Short exercise 1 => Copy the lines of the records from the one containing "any missed white" through the end of the records, replacing "integer pixel coordinates" with "whole-number pixel coordinates" and changing nothing else.

Excerpt provided =>
NEW YORK (Nov. 18)
Military men typically take the measure of a battle in stark tallies of dead and injured men, miles between enemy positions, numbers of insurgent hold-outs and the like. But Cmdr. Irving Elson — a Conservative rabbi who for the first eight months of Operation Iraqi Freedom, and again for the High Holidays this fall, was the only Jewish chaplain serving with Marines in Iraq — uses a different battle calculus.
For Elson, 44, an affable man who keeps his graying hair neatly buzzed to about the same length as his mustache, the battle count looks something like this: five days of Rosh Hashanah. Six Passover seders in Baghdad. Seven Shabbat services in one night. Seventeen High Holiday services.
“In the military, especially in times of combat, you can’t say, ‘Well, Rosh Hashanah’s today so today we’re going to do Rosh Hashanah services,’ ” Elson told JTA earlier this month, just before addressing a group at Manhattan’s Jewish Theological Seminary, where he was ordained in 1987.
“I did like five days of Rosh Hashanah. You’re in one place for ma’ariv and shacharit,” he said, using the Hebrew terms for the evening and morning prayer services, “and then you go to the next place, and then you go to the next place, and then you go to the next place, and Rosh Hashanah’s over but, hey, you still have another eight or nine places to go to.”
And that’s not eight or nine safe, comfortable synagogues. Elson led Yom Kippur services in Iraq under mortar fire; tripped over an M-50 machine gun while carrying a small Torah at the Al Asad air base; and was forced to bury 100 copies of the Scroll of Esther in the Kuwaiti desert when the books wouldn’t fit into his equipment-stuffed Humvee.
Still, he said, “These services were some of the most meaningful times in my life.”
Of 40,000 troops with the Marine Expeditionary Force in Iraq, Elson said, about 400 are Jews, spanning the spectrum of religious engagement from secular to Orthodox.
Many of the Jews he guided in Iraq were combat soldiers, coming to grips with their own mortality, said Elson, a Navy Chaplain who served in Iraq with the 1st Battalion, 11th Marine Regiment.
“You’re dealing with a very young population, 18- to 21-year-olds,” he said. “Spiritually they’re at real formative years. That’s when they’re on their own for the first time and they’re getting to ask the big questions in life, and I get to be there as a rabbi saying, ‘Hey, this is what Judaism has to offer.’ It’s a great job.”
Elson doesn’t perform religious rites for non-Jewish soldiers, but he does provide spiritual succor and guidance for troops of any faith.
“We minister to our own, we provide for others and we care for all,” he said.

Records to use =>
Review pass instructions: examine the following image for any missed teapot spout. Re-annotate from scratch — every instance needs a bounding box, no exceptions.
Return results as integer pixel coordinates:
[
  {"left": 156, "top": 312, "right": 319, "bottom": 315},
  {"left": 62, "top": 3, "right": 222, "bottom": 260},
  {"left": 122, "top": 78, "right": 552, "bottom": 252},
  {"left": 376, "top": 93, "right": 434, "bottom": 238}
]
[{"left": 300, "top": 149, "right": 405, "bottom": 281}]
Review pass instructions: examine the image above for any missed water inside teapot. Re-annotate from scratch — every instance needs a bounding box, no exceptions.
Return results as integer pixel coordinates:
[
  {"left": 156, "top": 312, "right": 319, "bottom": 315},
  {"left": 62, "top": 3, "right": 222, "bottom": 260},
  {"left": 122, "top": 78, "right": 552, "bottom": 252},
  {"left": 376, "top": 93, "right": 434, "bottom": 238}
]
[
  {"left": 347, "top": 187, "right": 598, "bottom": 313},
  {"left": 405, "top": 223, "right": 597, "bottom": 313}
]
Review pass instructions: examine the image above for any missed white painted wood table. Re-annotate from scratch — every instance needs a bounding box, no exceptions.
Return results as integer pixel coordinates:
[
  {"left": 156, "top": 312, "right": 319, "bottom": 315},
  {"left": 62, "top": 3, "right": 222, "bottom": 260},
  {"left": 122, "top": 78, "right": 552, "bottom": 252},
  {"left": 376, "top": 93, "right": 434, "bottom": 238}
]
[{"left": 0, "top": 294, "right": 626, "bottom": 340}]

Short exercise 2 => In the article about the Jewish chaplain serving with Marines in Iraq, in what year was Elson ordained?

Exercise result 1 =>
Review pass instructions: examine the image above for any missed white painted wood table. Re-annotate from scratch — every instance needs a bounding box, no exceptions.
Return results as whole-number pixel coordinates:
[
  {"left": 156, "top": 312, "right": 319, "bottom": 315},
  {"left": 62, "top": 3, "right": 222, "bottom": 260},
  {"left": 122, "top": 78, "right": 552, "bottom": 252},
  {"left": 376, "top": 93, "right": 434, "bottom": 238}
]
[{"left": 0, "top": 294, "right": 626, "bottom": 340}]

Exercise result 2 => 1987